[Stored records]
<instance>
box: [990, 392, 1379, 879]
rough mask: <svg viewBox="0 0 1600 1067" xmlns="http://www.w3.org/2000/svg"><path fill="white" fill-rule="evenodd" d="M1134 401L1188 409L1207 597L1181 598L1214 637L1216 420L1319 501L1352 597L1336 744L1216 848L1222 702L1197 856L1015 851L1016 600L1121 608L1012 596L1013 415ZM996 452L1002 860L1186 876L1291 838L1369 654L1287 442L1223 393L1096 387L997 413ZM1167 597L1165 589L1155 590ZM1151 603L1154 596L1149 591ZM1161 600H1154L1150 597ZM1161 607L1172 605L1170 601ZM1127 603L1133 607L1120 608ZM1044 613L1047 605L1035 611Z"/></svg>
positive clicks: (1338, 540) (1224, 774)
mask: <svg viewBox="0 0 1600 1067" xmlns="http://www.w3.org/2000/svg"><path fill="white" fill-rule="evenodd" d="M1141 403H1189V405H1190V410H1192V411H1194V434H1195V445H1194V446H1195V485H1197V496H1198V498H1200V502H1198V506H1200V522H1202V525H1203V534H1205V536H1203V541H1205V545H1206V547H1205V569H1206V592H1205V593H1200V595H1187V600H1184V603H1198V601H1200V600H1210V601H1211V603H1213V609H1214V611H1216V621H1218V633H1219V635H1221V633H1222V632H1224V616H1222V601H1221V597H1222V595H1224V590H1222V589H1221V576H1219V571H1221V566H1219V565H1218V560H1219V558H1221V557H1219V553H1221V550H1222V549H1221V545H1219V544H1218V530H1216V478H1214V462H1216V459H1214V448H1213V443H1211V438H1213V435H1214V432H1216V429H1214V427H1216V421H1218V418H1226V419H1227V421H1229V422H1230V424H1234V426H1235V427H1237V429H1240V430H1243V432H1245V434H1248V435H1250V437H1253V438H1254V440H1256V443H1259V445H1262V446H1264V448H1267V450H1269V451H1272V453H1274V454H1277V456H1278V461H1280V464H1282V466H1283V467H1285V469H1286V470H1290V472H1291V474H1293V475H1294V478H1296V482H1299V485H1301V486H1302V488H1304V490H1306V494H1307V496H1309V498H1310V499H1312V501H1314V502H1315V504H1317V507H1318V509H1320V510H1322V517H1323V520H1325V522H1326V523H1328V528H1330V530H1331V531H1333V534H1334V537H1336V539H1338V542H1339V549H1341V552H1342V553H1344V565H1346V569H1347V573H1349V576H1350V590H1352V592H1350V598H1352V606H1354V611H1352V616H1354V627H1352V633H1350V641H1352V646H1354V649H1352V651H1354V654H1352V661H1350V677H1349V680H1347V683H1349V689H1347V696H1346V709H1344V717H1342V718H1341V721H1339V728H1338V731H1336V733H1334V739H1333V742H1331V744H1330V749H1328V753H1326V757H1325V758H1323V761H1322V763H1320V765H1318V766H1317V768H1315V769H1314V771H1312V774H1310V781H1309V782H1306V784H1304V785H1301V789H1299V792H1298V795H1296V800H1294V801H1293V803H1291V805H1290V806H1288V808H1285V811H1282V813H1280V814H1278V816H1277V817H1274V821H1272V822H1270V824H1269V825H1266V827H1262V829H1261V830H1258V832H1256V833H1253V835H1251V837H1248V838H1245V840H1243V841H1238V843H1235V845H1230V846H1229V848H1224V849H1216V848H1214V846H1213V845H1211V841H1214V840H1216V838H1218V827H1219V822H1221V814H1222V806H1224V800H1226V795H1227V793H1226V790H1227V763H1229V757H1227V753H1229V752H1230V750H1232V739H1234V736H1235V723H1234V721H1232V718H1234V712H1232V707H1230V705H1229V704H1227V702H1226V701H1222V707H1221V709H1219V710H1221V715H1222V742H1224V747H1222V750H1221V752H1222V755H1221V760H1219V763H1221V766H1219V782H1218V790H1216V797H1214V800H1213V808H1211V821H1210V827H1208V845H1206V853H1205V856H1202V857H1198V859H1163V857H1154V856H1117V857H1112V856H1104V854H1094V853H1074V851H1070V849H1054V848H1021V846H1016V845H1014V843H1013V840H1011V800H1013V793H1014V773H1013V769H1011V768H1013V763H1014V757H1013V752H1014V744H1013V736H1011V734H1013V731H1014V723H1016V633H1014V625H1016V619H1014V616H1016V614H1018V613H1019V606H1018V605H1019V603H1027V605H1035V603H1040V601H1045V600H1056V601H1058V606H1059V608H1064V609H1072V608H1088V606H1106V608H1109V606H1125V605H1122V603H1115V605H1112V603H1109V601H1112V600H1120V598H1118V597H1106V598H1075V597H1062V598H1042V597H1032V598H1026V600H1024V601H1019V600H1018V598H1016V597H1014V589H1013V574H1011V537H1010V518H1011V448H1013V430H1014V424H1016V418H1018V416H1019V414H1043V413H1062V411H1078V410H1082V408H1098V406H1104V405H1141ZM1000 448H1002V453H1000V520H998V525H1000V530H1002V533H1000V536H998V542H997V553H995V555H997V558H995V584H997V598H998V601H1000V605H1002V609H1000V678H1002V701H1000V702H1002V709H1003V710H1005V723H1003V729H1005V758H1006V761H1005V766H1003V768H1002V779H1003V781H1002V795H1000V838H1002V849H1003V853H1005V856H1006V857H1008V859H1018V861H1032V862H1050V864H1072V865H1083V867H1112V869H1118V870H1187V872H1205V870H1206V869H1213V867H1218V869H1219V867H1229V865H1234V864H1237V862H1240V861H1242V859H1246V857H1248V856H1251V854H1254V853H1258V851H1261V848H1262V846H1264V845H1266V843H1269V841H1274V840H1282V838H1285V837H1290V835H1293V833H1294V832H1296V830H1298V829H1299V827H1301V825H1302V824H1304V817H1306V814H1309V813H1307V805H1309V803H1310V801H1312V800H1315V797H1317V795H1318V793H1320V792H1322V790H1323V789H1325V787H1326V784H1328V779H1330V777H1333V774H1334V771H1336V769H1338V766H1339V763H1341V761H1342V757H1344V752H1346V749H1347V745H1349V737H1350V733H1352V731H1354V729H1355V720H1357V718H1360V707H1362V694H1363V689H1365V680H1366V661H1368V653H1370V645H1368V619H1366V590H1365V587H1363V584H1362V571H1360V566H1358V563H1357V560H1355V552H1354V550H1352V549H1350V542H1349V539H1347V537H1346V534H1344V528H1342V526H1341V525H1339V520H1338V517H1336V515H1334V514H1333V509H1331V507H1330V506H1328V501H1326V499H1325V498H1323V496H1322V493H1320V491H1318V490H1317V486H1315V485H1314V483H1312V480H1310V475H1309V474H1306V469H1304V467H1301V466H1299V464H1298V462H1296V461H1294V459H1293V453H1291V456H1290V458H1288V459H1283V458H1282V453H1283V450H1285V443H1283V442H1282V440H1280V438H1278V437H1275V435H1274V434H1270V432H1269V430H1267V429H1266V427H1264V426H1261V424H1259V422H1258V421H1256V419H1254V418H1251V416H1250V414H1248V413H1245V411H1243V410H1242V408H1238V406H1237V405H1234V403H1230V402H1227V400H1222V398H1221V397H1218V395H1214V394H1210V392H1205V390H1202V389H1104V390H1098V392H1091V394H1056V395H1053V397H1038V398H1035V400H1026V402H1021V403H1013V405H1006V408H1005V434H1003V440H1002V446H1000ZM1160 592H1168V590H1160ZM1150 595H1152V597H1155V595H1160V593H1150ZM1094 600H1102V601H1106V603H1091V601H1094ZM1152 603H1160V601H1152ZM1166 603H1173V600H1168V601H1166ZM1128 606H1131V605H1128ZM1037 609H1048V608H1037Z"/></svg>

BRIEF: Each record above is to be given again without any change to its wording.

RESPONSE AREA:
<instance>
box: [990, 392, 1379, 879]
rough mask: <svg viewBox="0 0 1600 1067" xmlns="http://www.w3.org/2000/svg"><path fill="white" fill-rule="evenodd" d="M1134 401L1188 409L1207 597L1181 598L1214 637L1216 420L1319 501L1352 597L1336 744L1216 848L1222 702L1197 856L1015 851L1016 600L1121 608L1012 596L1013 415ZM996 452L1002 860L1186 876L1291 838L1369 654L1287 442L1223 393L1096 387L997 413ZM1167 597L1165 589L1155 590ZM1151 603L1154 596L1149 591ZM1161 600H1154L1150 597ZM1161 607L1172 605L1170 601ZM1127 603L1133 607L1120 608ZM1044 613L1047 605L1035 611Z"/></svg>
positive clicks: (1338, 540) (1224, 774)
mask: <svg viewBox="0 0 1600 1067" xmlns="http://www.w3.org/2000/svg"><path fill="white" fill-rule="evenodd" d="M1141 403H1189V405H1190V410H1192V411H1194V434H1195V445H1194V446H1195V485H1197V496H1198V498H1200V502H1198V506H1200V522H1202V525H1203V534H1205V536H1203V541H1205V545H1206V547H1205V569H1206V592H1205V593H1200V595H1187V600H1184V603H1198V601H1200V600H1210V601H1211V603H1213V609H1214V611H1216V621H1218V633H1219V635H1221V633H1222V632H1224V616H1222V601H1221V597H1222V595H1224V590H1222V589H1221V576H1219V571H1221V566H1219V565H1218V560H1219V558H1221V557H1219V553H1221V550H1222V549H1221V545H1219V544H1218V530H1216V478H1214V462H1216V459H1214V448H1213V443H1211V438H1213V435H1214V432H1216V429H1214V427H1216V421H1218V418H1226V419H1227V421H1229V422H1230V424H1234V426H1235V427H1237V429H1240V430H1243V432H1245V434H1248V435H1250V437H1253V438H1254V440H1256V443H1259V445H1262V446H1264V448H1267V450H1269V451H1272V453H1274V454H1277V456H1278V461H1280V464H1282V466H1283V467H1285V469H1286V470H1290V472H1291V474H1293V475H1294V478H1296V482H1299V485H1301V486H1302V488H1304V490H1306V494H1307V496H1309V498H1310V499H1312V501H1314V502H1315V504H1317V507H1318V509H1320V510H1322V517H1323V520H1325V522H1326V523H1328V528H1330V530H1331V531H1333V534H1334V537H1336V539H1338V542H1339V549H1341V552H1342V553H1344V565H1346V569H1347V573H1349V576H1350V590H1352V592H1350V598H1352V606H1354V611H1352V616H1354V627H1352V633H1350V641H1352V646H1354V649H1352V651H1354V654H1352V661H1350V677H1349V680H1347V683H1349V689H1347V696H1346V709H1344V717H1342V718H1341V721H1339V728H1338V731H1336V733H1334V739H1333V742H1331V744H1330V749H1328V753H1326V757H1325V758H1323V761H1322V763H1320V765H1318V766H1317V768H1315V769H1314V771H1312V774H1310V781H1309V782H1306V784H1304V785H1301V789H1299V792H1298V795H1296V800H1294V801H1293V803H1291V805H1290V806H1288V808H1285V811H1282V813H1280V814H1278V816H1277V817H1274V821H1272V822H1270V824H1269V825H1266V827H1262V829H1261V830H1258V832H1256V833H1253V835H1251V837H1248V838H1245V840H1243V841H1238V843H1235V845H1230V846H1229V848H1224V849H1216V848H1214V846H1213V845H1211V841H1214V840H1216V838H1218V827H1219V822H1221V814H1222V806H1224V800H1226V795H1227V793H1226V790H1227V763H1229V757H1227V753H1229V752H1230V750H1232V739H1234V736H1235V723H1234V721H1232V718H1234V712H1232V707H1230V705H1229V704H1227V702H1226V701H1222V707H1221V709H1219V710H1221V715H1222V742H1224V747H1222V750H1221V752H1222V755H1221V760H1219V763H1221V766H1219V782H1218V790H1216V797H1214V800H1213V808H1211V821H1210V827H1208V845H1206V853H1205V856H1202V857H1198V859H1163V857H1154V856H1117V857H1112V856H1104V854H1094V853H1074V851H1070V849H1054V848H1021V846H1016V845H1014V843H1013V840H1011V800H1013V793H1014V773H1013V769H1011V768H1013V763H1014V757H1013V752H1014V744H1013V736H1011V734H1013V731H1014V723H1016V633H1014V625H1016V619H1014V616H1016V614H1018V613H1019V606H1018V605H1019V603H1027V605H1035V603H1040V601H1045V600H1056V601H1058V606H1059V608H1064V609H1072V608H1088V606H1106V608H1109V606H1125V605H1122V603H1115V605H1112V603H1109V601H1112V600H1120V598H1118V597H1106V598H1075V597H1062V598H1042V597H1032V598H1026V600H1024V601H1019V600H1018V598H1016V597H1014V589H1013V574H1011V537H1010V518H1011V448H1013V430H1014V424H1016V418H1018V416H1019V414H1043V413H1062V411H1078V410H1082V408H1098V406H1104V405H1141ZM1000 448H1002V453H1000V520H998V525H1000V530H1002V533H1000V536H998V542H997V553H995V555H997V558H995V584H997V598H998V601H1000V605H1002V609H1000V678H1002V701H1000V702H1002V709H1003V710H1005V723H1003V729H1005V758H1006V761H1005V766H1003V768H1002V779H1003V781H1002V795H1000V838H1002V849H1003V853H1005V856H1006V857H1008V859H1018V861H1032V862H1050V864H1072V865H1083V867H1112V869H1118V870H1187V872H1205V870H1206V869H1213V867H1218V869H1219V867H1229V865H1234V864H1237V862H1240V861H1242V859H1246V857H1248V856H1251V854H1254V853H1258V851H1261V848H1262V846H1264V845H1266V843H1269V841H1274V840H1282V838H1285V837H1290V835H1293V833H1294V832H1296V830H1298V829H1299V827H1301V825H1302V824H1304V817H1306V814H1309V813H1307V805H1309V803H1310V801H1312V800H1315V797H1317V795H1318V793H1320V792H1322V790H1323V789H1325V787H1326V784H1328V779H1330V777H1333V774H1334V771H1336V769H1338V766H1339V763H1341V761H1342V757H1344V752H1346V749H1347V745H1349V737H1350V733H1352V731H1354V729H1355V720H1357V718H1360V707H1362V694H1363V689H1365V680H1366V661H1368V653H1370V645H1368V619H1366V590H1365V587H1363V584H1362V571H1360V566H1358V563H1357V560H1355V552H1354V550H1352V549H1350V542H1349V539H1347V537H1346V534H1344V528H1342V526H1341V525H1339V520H1338V517H1336V515H1334V514H1333V509H1331V507H1330V506H1328V501H1326V499H1325V498H1323V496H1322V493H1320V491H1318V490H1317V486H1315V485H1314V483H1312V480H1310V475H1309V474H1306V469H1304V467H1301V466H1299V464H1298V462H1296V461H1294V459H1293V453H1291V456H1290V458H1288V459H1283V458H1282V453H1283V450H1285V443H1283V442H1282V440H1280V438H1278V437H1275V435H1274V434H1270V432H1269V430H1267V429H1266V427H1264V426H1261V424H1259V422H1258V421H1256V419H1254V418H1251V416H1250V414H1248V413H1245V411H1243V410H1242V408H1238V406H1237V405H1234V403H1230V402H1227V400H1222V398H1221V397H1218V395H1214V394H1210V392H1205V390H1202V389H1104V390H1098V392H1091V394H1056V395H1053V397H1038V398H1035V400H1026V402H1021V403H1013V405H1006V408H1005V434H1003V440H1002V446H1000ZM1160 592H1168V590H1160ZM1150 595H1152V597H1155V595H1160V593H1150ZM1094 600H1102V601H1106V603H1091V601H1094ZM1152 603H1160V601H1152ZM1166 603H1173V600H1168V601H1166ZM1128 606H1131V605H1128ZM1037 609H1048V608H1037Z"/></svg>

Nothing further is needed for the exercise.